• **WHAT YOU WILL DO**
Reproduce each of the rows below word for word, omitting the pictures.
── PROVIDED DATA
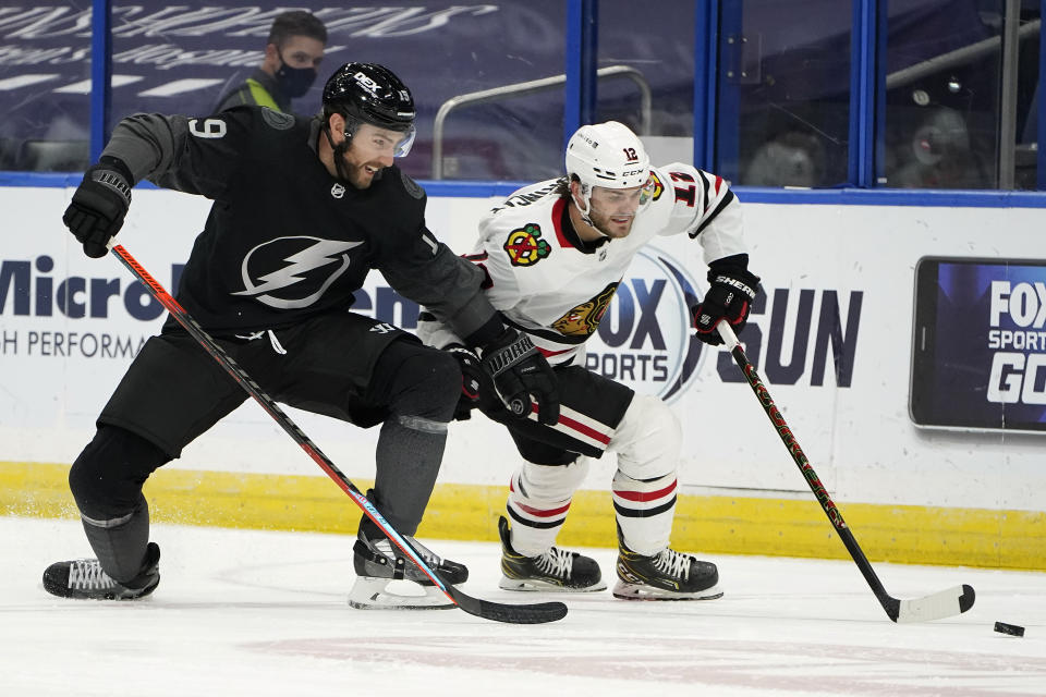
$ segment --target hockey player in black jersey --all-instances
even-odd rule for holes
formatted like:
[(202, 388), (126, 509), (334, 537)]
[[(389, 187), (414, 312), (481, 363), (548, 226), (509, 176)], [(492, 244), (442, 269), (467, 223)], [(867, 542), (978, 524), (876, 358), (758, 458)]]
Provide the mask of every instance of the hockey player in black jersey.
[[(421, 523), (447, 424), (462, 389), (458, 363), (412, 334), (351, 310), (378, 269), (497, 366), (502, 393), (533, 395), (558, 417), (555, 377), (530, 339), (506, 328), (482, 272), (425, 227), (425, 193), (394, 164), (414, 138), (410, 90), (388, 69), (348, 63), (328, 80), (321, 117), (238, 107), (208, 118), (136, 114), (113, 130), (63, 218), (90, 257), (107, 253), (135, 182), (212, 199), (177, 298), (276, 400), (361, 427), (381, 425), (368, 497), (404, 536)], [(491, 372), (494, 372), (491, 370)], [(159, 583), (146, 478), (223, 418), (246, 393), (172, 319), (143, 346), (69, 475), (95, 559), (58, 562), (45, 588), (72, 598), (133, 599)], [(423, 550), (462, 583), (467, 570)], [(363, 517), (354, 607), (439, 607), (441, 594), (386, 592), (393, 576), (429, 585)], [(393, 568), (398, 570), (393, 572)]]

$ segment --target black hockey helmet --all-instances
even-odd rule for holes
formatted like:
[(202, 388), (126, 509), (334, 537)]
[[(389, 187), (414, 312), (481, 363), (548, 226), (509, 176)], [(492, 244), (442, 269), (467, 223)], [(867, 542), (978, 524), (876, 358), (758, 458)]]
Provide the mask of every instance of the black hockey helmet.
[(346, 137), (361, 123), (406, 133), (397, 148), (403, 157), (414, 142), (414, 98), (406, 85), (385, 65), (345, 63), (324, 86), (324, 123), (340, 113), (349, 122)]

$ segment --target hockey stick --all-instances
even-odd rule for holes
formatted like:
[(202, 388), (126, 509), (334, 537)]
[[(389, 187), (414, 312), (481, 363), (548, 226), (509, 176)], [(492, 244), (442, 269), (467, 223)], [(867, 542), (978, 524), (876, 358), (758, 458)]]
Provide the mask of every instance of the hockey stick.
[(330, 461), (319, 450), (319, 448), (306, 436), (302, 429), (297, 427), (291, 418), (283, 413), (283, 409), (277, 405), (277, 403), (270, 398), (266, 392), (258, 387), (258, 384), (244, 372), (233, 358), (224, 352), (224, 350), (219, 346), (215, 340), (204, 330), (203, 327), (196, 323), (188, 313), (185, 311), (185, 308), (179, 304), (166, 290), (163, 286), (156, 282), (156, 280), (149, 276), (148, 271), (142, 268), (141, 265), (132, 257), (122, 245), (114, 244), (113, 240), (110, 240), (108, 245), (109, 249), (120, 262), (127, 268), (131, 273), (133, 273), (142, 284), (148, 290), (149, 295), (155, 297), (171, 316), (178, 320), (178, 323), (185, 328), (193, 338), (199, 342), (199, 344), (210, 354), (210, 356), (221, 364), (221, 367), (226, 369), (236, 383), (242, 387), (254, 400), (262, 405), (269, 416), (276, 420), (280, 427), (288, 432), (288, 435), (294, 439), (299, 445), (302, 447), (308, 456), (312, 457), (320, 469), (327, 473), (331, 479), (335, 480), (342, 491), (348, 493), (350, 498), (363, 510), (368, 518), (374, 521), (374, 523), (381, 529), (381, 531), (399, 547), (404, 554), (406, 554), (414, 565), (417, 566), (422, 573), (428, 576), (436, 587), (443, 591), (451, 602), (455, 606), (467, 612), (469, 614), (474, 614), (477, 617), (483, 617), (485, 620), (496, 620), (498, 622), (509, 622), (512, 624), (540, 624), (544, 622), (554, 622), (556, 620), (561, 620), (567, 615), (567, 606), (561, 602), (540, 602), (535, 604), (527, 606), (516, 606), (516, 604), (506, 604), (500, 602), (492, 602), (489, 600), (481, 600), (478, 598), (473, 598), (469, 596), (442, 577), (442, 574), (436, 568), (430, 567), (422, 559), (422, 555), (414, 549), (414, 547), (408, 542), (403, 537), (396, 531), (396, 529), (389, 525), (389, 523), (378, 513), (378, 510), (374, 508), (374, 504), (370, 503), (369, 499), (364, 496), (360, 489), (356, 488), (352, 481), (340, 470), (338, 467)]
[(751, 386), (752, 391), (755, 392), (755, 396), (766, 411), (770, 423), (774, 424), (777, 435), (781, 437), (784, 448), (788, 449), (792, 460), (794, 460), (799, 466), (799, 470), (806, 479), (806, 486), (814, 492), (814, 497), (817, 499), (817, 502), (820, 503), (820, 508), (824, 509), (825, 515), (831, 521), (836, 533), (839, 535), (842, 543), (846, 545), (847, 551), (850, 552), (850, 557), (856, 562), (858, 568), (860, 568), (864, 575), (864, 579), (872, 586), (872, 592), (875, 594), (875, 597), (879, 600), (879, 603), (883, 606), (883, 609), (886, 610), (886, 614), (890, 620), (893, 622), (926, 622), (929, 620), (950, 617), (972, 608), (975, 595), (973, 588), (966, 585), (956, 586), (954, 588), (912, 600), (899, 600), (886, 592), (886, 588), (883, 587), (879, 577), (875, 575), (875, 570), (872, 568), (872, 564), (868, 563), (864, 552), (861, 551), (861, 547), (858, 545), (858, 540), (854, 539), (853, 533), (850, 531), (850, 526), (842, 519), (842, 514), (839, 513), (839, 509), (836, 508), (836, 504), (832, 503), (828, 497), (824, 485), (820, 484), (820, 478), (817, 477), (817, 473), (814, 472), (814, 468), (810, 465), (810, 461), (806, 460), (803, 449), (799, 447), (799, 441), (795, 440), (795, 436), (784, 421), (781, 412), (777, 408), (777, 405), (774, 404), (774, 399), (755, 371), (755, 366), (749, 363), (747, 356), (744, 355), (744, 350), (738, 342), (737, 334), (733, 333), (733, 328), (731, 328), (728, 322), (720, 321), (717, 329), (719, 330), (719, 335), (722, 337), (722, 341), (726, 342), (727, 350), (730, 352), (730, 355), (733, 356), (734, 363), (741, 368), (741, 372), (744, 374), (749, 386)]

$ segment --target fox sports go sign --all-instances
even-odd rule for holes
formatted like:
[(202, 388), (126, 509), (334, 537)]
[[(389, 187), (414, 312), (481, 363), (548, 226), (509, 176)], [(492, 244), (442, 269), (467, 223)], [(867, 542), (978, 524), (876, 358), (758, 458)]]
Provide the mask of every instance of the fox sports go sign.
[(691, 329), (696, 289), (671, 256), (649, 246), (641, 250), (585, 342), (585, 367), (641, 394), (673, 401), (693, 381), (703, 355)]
────
• **RESPONSE TO THE EXERCISE**
$ segment --target hockey player in black jersey --all-instances
even-odd rule for holes
formatted like:
[(202, 388), (126, 509), (334, 537)]
[[(389, 187), (414, 312), (481, 363), (548, 226), (509, 176)], [(492, 244), (442, 269), (467, 223)], [(867, 542), (978, 524), (876, 358), (758, 458)]]
Provide the mask of every instance of the hockey player in black jersey.
[[(421, 523), (447, 424), (462, 389), (458, 363), (412, 334), (351, 310), (378, 269), (497, 366), (502, 393), (533, 395), (558, 417), (555, 377), (530, 339), (506, 328), (482, 272), (425, 227), (425, 193), (394, 164), (414, 138), (410, 90), (388, 69), (348, 63), (328, 80), (321, 117), (238, 107), (208, 118), (136, 114), (113, 130), (63, 218), (90, 257), (107, 253), (135, 182), (212, 199), (177, 298), (276, 400), (361, 427), (381, 425), (368, 497), (404, 536)], [(491, 372), (494, 372), (491, 370)], [(159, 583), (146, 478), (223, 418), (246, 393), (172, 319), (143, 346), (69, 475), (95, 559), (58, 562), (45, 588), (72, 598), (133, 599)], [(423, 550), (462, 583), (467, 570)], [(363, 517), (354, 607), (439, 607), (441, 594), (386, 592), (393, 576), (429, 585)], [(393, 568), (398, 570), (393, 572)]]

$ segment --target black hockey helmet --all-instances
even-odd rule for holes
formatted like:
[(202, 388), (126, 509), (334, 537)]
[[(389, 187), (414, 312), (481, 363), (548, 226), (509, 176)], [(492, 244), (442, 269), (467, 223)], [(867, 542), (978, 524), (876, 358), (758, 458)]]
Provide the mask of every instance of the black hockey helmet.
[(346, 137), (361, 123), (406, 133), (397, 148), (403, 157), (414, 142), (414, 98), (406, 85), (385, 65), (345, 63), (324, 86), (324, 123), (340, 113), (349, 122)]

$ segment --target hockey stick --all-instances
even-odd rule for holes
formatted like:
[(202, 388), (126, 509), (334, 537)]
[[(389, 187), (414, 312), (481, 363), (548, 226), (509, 176)], [(492, 244), (442, 269), (467, 223)], [(867, 542), (978, 524), (876, 358), (758, 458)]]
Provide the mask of every instance of the hockey stick.
[(330, 461), (319, 450), (319, 448), (306, 436), (302, 429), (297, 427), (291, 418), (283, 413), (283, 409), (277, 405), (277, 403), (270, 398), (266, 392), (258, 387), (258, 384), (244, 372), (233, 358), (224, 352), (224, 350), (219, 346), (215, 340), (204, 330), (203, 327), (196, 323), (188, 313), (185, 311), (185, 308), (179, 304), (166, 290), (163, 286), (156, 282), (156, 280), (149, 276), (148, 271), (142, 268), (141, 265), (132, 257), (122, 245), (114, 244), (113, 240), (110, 240), (108, 245), (109, 249), (120, 262), (127, 268), (131, 273), (133, 273), (142, 284), (148, 290), (149, 295), (155, 297), (171, 316), (178, 320), (178, 323), (185, 328), (193, 338), (199, 342), (199, 344), (210, 354), (210, 356), (221, 364), (221, 367), (226, 369), (236, 383), (242, 387), (254, 400), (262, 405), (269, 416), (276, 420), (280, 427), (288, 432), (288, 435), (294, 439), (299, 445), (302, 447), (308, 456), (312, 457), (320, 469), (327, 473), (331, 479), (335, 480), (342, 491), (348, 493), (350, 498), (363, 510), (368, 518), (374, 521), (374, 523), (381, 529), (381, 531), (399, 547), (404, 554), (406, 554), (414, 565), (417, 566), (422, 573), (428, 576), (436, 587), (443, 591), (451, 602), (455, 606), (467, 612), (469, 614), (474, 614), (477, 617), (483, 617), (485, 620), (496, 620), (498, 622), (509, 622), (512, 624), (540, 624), (544, 622), (554, 622), (556, 620), (561, 620), (567, 615), (567, 606), (561, 602), (540, 602), (535, 604), (527, 606), (516, 606), (516, 604), (506, 604), (500, 602), (492, 602), (489, 600), (481, 600), (478, 598), (473, 598), (469, 596), (442, 577), (442, 574), (436, 568), (430, 567), (422, 559), (422, 555), (414, 549), (414, 547), (408, 542), (403, 537), (396, 531), (396, 529), (389, 525), (389, 523), (378, 513), (378, 510), (374, 508), (374, 504), (370, 503), (369, 499), (364, 496), (360, 489), (356, 488), (352, 481), (340, 470), (338, 467)]
[(751, 386), (752, 391), (755, 392), (755, 396), (766, 411), (770, 423), (774, 424), (777, 435), (781, 437), (784, 448), (788, 449), (792, 460), (794, 460), (799, 466), (799, 470), (806, 479), (806, 486), (814, 492), (814, 497), (817, 499), (817, 502), (820, 503), (820, 508), (824, 509), (825, 515), (831, 521), (836, 533), (839, 535), (842, 543), (846, 545), (847, 551), (850, 552), (850, 557), (856, 562), (858, 568), (860, 568), (864, 575), (864, 579), (872, 586), (872, 592), (875, 594), (875, 597), (879, 600), (879, 603), (883, 606), (883, 609), (886, 610), (886, 614), (890, 620), (893, 622), (926, 622), (929, 620), (950, 617), (972, 608), (975, 595), (973, 588), (966, 585), (956, 586), (954, 588), (912, 600), (899, 600), (886, 592), (886, 588), (883, 587), (879, 577), (875, 575), (875, 570), (872, 568), (872, 564), (868, 563), (864, 552), (861, 551), (861, 547), (858, 545), (858, 540), (854, 539), (853, 533), (850, 531), (850, 526), (842, 519), (842, 514), (839, 513), (839, 509), (836, 508), (836, 504), (832, 503), (828, 497), (824, 485), (820, 484), (820, 478), (817, 477), (817, 473), (814, 472), (814, 468), (810, 465), (810, 461), (806, 460), (803, 449), (799, 447), (799, 441), (795, 440), (795, 436), (784, 421), (781, 412), (777, 408), (777, 405), (774, 404), (774, 399), (755, 371), (755, 366), (749, 363), (747, 356), (744, 355), (744, 350), (738, 342), (737, 334), (733, 333), (733, 328), (731, 328), (728, 322), (720, 321), (717, 329), (719, 330), (719, 335), (722, 337), (722, 341), (726, 342), (727, 350), (730, 352), (730, 355), (733, 356), (734, 363), (741, 368), (741, 372), (744, 374), (749, 386)]

$ segment --target fox sports go sign --all-instances
even-odd rule for holes
formatted like:
[(202, 388), (126, 509), (334, 537)]
[[(389, 187), (414, 312), (481, 363), (548, 226), (509, 176)], [(492, 244), (442, 269), (467, 223)], [(867, 542), (978, 524), (876, 358), (758, 458)]]
Provide the mask of every instance of the fox sports go sign.
[(691, 329), (696, 289), (671, 256), (649, 246), (641, 250), (585, 342), (585, 367), (641, 394), (673, 401), (693, 381), (703, 355)]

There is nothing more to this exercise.